— Exercise description —
Check each line below for "calm" and give the count of those that have it, nothing else.

— Data excerpts —
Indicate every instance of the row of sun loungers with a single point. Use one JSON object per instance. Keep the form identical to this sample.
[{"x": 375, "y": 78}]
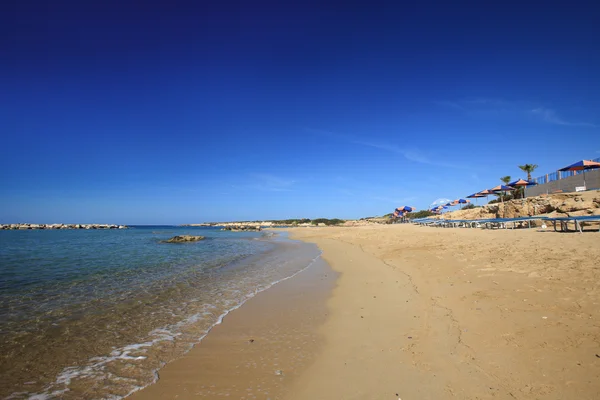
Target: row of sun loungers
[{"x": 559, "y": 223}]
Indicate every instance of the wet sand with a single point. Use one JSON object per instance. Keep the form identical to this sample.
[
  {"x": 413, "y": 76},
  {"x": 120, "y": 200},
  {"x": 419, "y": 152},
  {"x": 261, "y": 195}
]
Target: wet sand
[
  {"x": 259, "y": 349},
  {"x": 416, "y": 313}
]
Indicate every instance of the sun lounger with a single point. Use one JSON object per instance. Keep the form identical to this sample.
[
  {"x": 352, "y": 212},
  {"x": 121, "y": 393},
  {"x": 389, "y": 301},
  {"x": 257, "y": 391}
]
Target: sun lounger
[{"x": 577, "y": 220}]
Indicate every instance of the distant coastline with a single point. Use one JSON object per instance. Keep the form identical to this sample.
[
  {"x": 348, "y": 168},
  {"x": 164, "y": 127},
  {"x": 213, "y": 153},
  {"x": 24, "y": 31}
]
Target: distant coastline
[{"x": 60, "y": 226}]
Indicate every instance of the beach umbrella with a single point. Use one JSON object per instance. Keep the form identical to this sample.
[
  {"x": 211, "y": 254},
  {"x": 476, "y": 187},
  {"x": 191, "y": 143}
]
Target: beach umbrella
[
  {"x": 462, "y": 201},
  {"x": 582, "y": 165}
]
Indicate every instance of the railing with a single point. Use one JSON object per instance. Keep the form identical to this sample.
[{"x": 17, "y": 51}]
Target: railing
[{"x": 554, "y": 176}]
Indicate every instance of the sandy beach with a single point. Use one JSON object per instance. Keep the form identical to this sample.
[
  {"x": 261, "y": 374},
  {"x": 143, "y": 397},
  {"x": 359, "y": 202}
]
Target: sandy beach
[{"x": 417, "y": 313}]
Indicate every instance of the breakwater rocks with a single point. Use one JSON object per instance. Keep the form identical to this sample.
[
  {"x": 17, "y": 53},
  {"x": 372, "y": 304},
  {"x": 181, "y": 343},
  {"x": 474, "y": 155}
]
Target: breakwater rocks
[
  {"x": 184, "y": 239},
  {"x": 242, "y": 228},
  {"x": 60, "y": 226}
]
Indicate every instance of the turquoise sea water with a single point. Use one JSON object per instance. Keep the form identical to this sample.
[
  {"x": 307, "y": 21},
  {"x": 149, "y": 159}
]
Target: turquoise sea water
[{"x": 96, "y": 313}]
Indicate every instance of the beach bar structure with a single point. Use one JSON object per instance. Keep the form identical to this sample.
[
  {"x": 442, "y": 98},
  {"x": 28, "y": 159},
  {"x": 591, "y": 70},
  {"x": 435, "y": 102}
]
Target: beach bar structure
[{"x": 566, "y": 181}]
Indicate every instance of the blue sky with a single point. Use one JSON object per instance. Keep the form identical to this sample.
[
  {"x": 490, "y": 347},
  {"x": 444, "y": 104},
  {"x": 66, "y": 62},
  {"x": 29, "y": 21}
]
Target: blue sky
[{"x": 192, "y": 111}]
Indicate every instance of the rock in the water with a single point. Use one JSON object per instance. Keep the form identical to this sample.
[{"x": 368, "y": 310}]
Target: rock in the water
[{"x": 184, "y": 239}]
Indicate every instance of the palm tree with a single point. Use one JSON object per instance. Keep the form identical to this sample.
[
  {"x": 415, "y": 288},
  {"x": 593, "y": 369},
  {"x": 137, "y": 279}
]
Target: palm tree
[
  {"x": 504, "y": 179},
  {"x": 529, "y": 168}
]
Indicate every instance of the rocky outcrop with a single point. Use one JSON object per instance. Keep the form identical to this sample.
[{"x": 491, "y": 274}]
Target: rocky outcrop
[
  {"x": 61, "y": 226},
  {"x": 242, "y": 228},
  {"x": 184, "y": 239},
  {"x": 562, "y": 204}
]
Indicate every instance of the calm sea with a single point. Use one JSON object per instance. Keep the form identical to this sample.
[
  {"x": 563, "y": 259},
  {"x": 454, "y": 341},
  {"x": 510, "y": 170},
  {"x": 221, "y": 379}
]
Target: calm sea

— Output below —
2